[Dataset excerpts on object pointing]
● ● ●

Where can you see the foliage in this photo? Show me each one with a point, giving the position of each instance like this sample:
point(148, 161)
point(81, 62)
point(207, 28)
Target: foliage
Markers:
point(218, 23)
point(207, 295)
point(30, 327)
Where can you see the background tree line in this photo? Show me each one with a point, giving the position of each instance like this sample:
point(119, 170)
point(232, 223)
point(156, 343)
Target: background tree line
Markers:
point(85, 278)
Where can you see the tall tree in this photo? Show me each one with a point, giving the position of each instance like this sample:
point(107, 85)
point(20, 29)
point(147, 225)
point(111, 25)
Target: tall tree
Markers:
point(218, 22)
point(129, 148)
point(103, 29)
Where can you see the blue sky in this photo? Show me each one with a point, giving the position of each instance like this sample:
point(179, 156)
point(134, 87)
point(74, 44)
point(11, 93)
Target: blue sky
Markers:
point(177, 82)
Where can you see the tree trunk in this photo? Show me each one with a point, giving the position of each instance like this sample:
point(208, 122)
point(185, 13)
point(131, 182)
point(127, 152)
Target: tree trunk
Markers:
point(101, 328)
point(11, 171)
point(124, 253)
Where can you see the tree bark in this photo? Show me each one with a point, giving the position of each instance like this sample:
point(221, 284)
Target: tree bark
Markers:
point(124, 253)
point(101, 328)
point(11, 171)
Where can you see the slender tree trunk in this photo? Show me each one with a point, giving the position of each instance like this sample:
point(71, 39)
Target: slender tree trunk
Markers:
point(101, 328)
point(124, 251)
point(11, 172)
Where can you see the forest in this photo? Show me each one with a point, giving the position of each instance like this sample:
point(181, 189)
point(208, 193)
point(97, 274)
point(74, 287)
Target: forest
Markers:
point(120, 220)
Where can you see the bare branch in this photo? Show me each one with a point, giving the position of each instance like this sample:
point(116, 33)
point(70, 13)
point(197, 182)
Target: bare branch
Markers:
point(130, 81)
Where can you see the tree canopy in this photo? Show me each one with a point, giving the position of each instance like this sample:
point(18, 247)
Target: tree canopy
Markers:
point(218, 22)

● ● ●

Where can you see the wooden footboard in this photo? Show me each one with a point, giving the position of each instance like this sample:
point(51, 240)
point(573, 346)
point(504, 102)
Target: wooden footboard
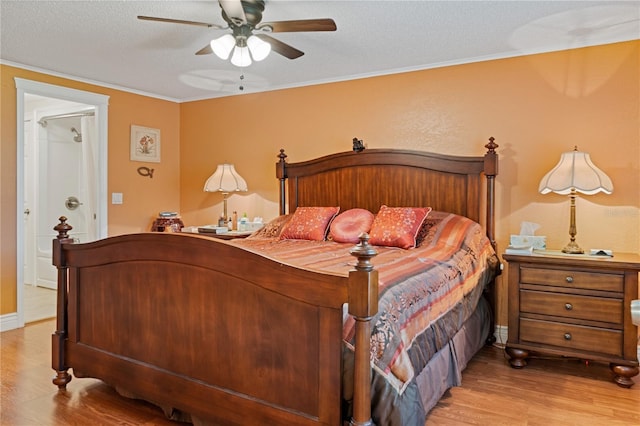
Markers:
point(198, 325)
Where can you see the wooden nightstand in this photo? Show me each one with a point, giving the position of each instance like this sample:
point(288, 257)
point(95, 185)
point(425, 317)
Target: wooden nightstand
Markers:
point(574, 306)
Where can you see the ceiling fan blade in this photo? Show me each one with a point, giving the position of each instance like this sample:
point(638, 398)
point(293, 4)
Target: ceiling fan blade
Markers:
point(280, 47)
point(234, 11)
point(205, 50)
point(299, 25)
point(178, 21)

● ● ●

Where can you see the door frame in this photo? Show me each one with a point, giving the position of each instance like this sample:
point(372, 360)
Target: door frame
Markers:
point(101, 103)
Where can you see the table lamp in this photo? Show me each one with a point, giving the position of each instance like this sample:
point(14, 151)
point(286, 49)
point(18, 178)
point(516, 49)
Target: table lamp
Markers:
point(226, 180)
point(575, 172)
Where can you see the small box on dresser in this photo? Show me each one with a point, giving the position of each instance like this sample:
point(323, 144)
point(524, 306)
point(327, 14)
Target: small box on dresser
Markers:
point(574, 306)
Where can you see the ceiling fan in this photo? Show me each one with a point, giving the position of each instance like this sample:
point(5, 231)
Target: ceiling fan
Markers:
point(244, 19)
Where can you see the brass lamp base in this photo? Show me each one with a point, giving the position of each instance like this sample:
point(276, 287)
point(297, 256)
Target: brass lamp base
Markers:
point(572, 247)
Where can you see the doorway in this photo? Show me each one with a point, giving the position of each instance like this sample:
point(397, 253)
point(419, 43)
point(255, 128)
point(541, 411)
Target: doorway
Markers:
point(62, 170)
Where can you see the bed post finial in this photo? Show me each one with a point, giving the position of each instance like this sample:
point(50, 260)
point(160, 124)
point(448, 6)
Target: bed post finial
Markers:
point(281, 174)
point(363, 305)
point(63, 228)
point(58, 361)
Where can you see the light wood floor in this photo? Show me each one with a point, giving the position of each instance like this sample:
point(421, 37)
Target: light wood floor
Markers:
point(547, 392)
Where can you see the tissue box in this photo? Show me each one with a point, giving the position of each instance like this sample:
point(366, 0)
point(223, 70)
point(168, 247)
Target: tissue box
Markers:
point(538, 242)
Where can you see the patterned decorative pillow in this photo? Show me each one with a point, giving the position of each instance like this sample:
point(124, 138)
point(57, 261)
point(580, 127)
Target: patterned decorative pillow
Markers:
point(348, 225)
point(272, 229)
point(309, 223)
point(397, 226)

● ● ●

§ **To do**:
Rewrite the rows from the line containing "Where can you see the foliage" through the line containing "point(30, 327)", replacing "foliage" with "leaves" and keeping everything else unchanged.

§ **Finished task**:
Where can you see the leaves in this photo? Show me each one with a point, giving the position of each instance like this sample:
point(148, 161)
point(81, 62)
point(207, 28)
Target: leaves
Markers:
point(218, 23)
point(207, 295)
point(30, 327)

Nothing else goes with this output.